● PROBLEM TO WORK ON: Using the data beneath, show every line that includes the word "nothing".

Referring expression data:
+ + + + + + +

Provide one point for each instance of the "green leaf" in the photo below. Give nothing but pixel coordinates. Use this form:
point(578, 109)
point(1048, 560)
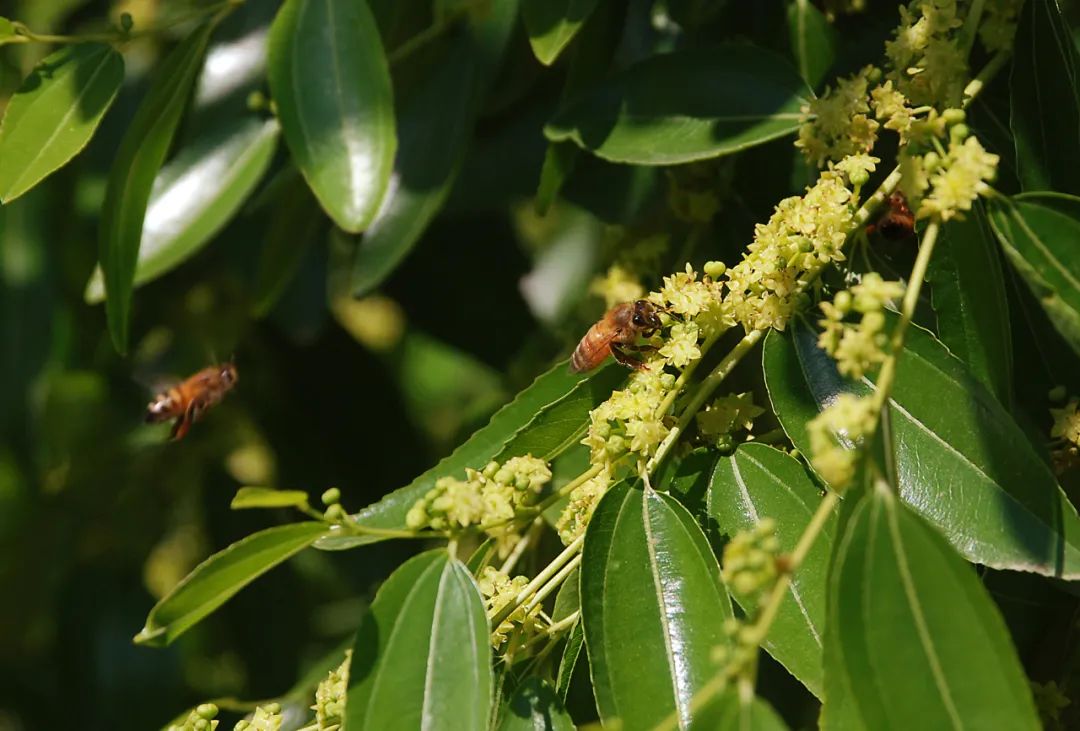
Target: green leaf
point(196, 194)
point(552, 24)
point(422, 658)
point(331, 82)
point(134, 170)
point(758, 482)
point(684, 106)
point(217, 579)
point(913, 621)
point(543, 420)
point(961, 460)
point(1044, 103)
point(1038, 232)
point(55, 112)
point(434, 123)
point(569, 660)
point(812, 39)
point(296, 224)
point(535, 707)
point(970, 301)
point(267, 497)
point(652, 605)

+ + + + + + +

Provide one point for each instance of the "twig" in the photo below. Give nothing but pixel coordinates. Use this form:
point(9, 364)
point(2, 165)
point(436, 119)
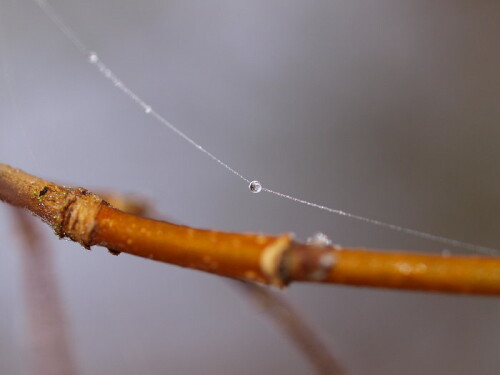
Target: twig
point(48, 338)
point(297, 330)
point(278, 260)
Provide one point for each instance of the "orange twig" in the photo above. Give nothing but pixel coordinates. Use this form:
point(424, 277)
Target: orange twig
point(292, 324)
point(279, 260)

+ + + + + + +

● ANSWER TO THE EXERCISE:
Provide one point for each instance of the "green leaf" in the photo below. Give nothing but pixel coordinates. Use this form:
Provide one point for each instance of the "twig" in the photo below. Give nothing but pixel coordinates. Use this form:
Provide one point for each instance of the "orange twig" in the photo above. Give nothing but pixel coordinates. Use this form:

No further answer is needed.